§ TASK TO COMPLETE:
Begin with the line where "Please tag the cloud" appears. Set down that line and the rest of the records below it exactly as given.

§ RECORDED INFORMATION:
---------------
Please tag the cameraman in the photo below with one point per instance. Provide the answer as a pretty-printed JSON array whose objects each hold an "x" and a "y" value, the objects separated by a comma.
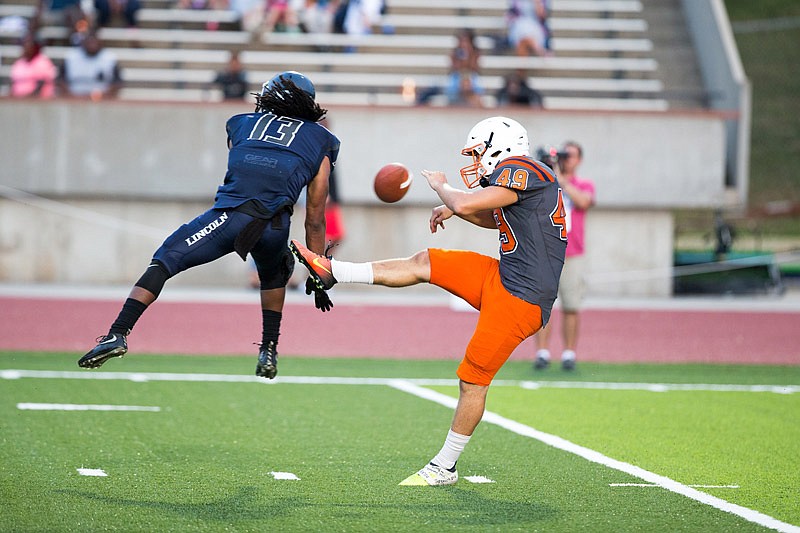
[{"x": 578, "y": 198}]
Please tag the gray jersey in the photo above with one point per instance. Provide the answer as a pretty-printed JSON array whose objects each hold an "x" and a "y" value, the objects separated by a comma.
[{"x": 533, "y": 231}]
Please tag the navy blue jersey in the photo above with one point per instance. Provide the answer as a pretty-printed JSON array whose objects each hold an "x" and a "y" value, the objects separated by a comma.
[
  {"x": 271, "y": 159},
  {"x": 533, "y": 233}
]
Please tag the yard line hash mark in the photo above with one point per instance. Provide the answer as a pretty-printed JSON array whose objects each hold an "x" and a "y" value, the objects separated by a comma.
[
  {"x": 285, "y": 475},
  {"x": 654, "y": 485},
  {"x": 92, "y": 472}
]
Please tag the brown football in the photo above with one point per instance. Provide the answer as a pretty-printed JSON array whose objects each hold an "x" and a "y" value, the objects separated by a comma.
[{"x": 392, "y": 182}]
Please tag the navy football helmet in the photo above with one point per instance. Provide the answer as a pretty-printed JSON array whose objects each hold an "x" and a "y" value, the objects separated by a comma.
[{"x": 302, "y": 83}]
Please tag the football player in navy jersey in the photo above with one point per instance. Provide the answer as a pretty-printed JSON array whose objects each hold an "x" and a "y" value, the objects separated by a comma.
[
  {"x": 520, "y": 198},
  {"x": 274, "y": 153}
]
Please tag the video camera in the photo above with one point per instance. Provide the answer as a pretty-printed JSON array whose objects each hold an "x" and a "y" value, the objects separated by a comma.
[{"x": 551, "y": 156}]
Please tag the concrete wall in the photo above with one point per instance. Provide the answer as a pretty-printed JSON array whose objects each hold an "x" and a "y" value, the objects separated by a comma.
[{"x": 92, "y": 189}]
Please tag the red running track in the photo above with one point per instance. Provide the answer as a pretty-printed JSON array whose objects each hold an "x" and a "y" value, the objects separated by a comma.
[{"x": 608, "y": 335}]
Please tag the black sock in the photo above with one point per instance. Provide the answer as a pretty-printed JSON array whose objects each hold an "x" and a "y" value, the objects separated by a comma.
[
  {"x": 271, "y": 321},
  {"x": 130, "y": 313}
]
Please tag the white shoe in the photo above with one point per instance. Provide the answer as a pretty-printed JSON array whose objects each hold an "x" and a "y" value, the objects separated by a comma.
[{"x": 431, "y": 474}]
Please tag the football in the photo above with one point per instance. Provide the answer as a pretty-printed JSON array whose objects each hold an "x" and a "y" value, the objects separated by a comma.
[{"x": 392, "y": 182}]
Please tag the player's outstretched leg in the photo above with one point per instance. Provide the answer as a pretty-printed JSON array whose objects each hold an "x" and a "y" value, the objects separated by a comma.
[
  {"x": 108, "y": 346},
  {"x": 432, "y": 474},
  {"x": 319, "y": 267},
  {"x": 267, "y": 366}
]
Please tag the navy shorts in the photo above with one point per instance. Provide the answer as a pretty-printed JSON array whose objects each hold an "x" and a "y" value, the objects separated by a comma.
[{"x": 211, "y": 236}]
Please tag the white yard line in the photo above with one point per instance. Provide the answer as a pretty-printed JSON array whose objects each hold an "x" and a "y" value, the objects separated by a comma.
[
  {"x": 83, "y": 407},
  {"x": 596, "y": 457},
  {"x": 144, "y": 377}
]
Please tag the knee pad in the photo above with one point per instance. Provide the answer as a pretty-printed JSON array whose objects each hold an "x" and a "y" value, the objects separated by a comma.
[
  {"x": 280, "y": 277},
  {"x": 154, "y": 278}
]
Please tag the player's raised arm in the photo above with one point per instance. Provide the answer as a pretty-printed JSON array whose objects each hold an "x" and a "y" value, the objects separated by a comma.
[{"x": 316, "y": 197}]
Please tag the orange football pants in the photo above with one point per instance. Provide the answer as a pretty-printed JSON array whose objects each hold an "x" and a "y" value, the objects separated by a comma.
[{"x": 504, "y": 320}]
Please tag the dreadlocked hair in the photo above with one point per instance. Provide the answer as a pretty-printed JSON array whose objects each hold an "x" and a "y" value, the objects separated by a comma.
[{"x": 285, "y": 99}]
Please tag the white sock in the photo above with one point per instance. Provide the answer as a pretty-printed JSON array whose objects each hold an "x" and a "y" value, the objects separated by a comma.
[
  {"x": 345, "y": 272},
  {"x": 453, "y": 446}
]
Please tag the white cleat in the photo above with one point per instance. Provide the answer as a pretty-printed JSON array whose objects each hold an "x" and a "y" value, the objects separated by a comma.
[{"x": 430, "y": 475}]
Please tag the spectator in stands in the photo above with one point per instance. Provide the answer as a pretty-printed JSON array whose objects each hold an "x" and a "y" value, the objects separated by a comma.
[
  {"x": 232, "y": 80},
  {"x": 202, "y": 4},
  {"x": 66, "y": 13},
  {"x": 91, "y": 71},
  {"x": 463, "y": 85},
  {"x": 516, "y": 91},
  {"x": 578, "y": 198},
  {"x": 250, "y": 12},
  {"x": 33, "y": 75},
  {"x": 317, "y": 16},
  {"x": 528, "y": 32},
  {"x": 361, "y": 16},
  {"x": 105, "y": 9},
  {"x": 467, "y": 95},
  {"x": 280, "y": 15},
  {"x": 463, "y": 80}
]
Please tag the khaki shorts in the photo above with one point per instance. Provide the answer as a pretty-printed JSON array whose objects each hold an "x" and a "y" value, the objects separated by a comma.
[{"x": 572, "y": 286}]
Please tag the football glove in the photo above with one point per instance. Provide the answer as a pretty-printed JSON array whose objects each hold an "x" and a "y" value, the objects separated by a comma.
[{"x": 321, "y": 299}]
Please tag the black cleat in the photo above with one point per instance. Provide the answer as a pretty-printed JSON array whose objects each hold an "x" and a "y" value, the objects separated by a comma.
[
  {"x": 267, "y": 366},
  {"x": 108, "y": 346}
]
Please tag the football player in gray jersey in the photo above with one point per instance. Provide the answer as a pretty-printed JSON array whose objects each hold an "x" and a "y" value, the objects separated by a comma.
[{"x": 521, "y": 198}]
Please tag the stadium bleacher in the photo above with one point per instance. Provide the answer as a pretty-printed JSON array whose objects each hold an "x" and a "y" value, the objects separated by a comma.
[{"x": 602, "y": 54}]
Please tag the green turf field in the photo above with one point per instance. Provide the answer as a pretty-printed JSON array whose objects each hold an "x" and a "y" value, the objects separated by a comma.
[{"x": 634, "y": 457}]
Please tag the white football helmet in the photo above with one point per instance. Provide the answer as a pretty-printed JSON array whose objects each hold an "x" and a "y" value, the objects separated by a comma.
[{"x": 489, "y": 142}]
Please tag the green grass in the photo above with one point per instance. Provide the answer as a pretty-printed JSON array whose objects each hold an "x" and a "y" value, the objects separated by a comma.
[{"x": 204, "y": 461}]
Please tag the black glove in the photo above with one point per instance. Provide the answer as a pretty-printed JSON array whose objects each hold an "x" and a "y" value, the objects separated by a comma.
[{"x": 321, "y": 299}]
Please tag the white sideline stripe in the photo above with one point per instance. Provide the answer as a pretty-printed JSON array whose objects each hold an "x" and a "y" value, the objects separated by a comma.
[
  {"x": 144, "y": 377},
  {"x": 80, "y": 407},
  {"x": 652, "y": 485},
  {"x": 596, "y": 457}
]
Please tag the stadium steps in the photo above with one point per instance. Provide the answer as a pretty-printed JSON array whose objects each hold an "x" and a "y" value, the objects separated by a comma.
[{"x": 603, "y": 55}]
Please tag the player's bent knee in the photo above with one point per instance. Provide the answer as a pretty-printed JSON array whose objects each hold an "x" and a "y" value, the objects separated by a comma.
[
  {"x": 154, "y": 278},
  {"x": 421, "y": 262}
]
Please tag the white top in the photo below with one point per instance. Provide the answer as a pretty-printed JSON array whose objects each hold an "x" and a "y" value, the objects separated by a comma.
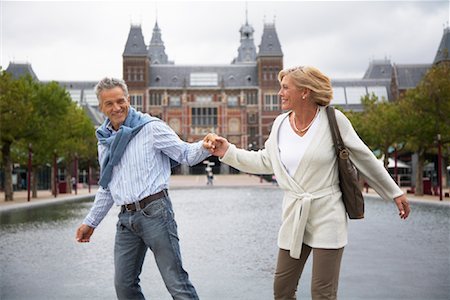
[
  {"x": 312, "y": 211},
  {"x": 292, "y": 147}
]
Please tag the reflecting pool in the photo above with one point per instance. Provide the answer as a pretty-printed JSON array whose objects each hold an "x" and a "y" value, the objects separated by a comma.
[{"x": 228, "y": 243}]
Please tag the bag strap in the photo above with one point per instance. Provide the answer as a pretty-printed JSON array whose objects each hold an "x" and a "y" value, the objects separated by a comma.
[{"x": 335, "y": 133}]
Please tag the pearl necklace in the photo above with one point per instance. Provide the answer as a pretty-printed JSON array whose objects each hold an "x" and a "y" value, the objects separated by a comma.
[{"x": 309, "y": 125}]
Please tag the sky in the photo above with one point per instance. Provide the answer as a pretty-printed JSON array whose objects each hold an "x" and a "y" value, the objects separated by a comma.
[{"x": 84, "y": 40}]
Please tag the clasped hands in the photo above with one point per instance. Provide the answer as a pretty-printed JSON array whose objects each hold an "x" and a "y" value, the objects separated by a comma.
[{"x": 215, "y": 144}]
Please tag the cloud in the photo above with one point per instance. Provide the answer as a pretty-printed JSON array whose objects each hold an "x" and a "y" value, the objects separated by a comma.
[{"x": 84, "y": 40}]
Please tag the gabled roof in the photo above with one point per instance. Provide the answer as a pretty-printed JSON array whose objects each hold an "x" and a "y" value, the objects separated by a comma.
[
  {"x": 18, "y": 70},
  {"x": 409, "y": 76},
  {"x": 135, "y": 45},
  {"x": 228, "y": 76},
  {"x": 270, "y": 45},
  {"x": 379, "y": 69},
  {"x": 443, "y": 50}
]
---------------
§ RESPONSE BOX:
Please tag the cloud in the photo above with one point per instance. Provide the answer as a pretty-printed JSON array whose objects each hold an "x" and a "y" value, the objects separated by a comma.
[{"x": 84, "y": 40}]
Please tag the gabled roof in the photo above with one point per instance. Provide the answer as a pretty-printed JSON array whose objects each hold an "x" and a "y" value, the objects separated by a comma.
[
  {"x": 18, "y": 70},
  {"x": 409, "y": 76},
  {"x": 135, "y": 45},
  {"x": 228, "y": 76},
  {"x": 270, "y": 45},
  {"x": 379, "y": 69},
  {"x": 443, "y": 50}
]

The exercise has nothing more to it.